**DOCUMENT SECTION:**
The first folio Sea Atlas
By JANSSONIUS, Johannes , 1650
£60,000
BUY

Cinquiesme partie du grand atlas contenant une parfaicte description du monde maritime ou hydrographie generale de toute la terre, enrichie des particularités de la navigation tant ancienne que moderne, avec un excellent 7 curieux tableau du monde des anciens accompagne des paralleles de l'antique & nouvelle Grece; c'est à dire, une collation des lieux de antiquité avec ceux e nostre temps. Ou une veritable correspondence des anciennes denominations avec les modernes, selon le calcul des plus doctes de notre siècle.

World and continents
  • Author: JANSSONIUS, Johannes
  • Publication place: Amsterdam,
  • Publisher: Joannem Janssonium,
  • Publication date: 1650.

**SUPPLIED DATA:**
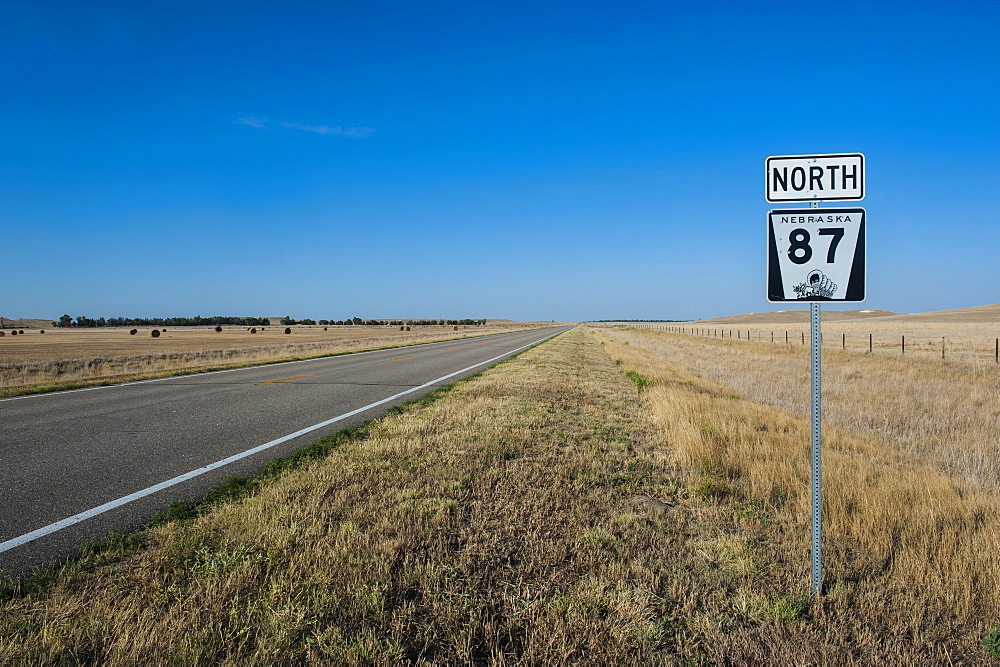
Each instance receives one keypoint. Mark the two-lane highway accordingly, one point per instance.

**DIRECTION:** Decide whether each statement agrees with the sea atlas listing, answering yes or no and quoting the deciding words: 1. The atlas was published in Amsterdam. 2. The listed price is £50,000. 3. Johannes Janssonius is given as the author. The data has no connection to the sea atlas listing.

**ANSWER TO THIS PROBLEM:**
1. Yes: "Publication place: Amsterdam,"
2. No: "£60,000"
3. Yes: "Author: JANSSONIUS, Johannes"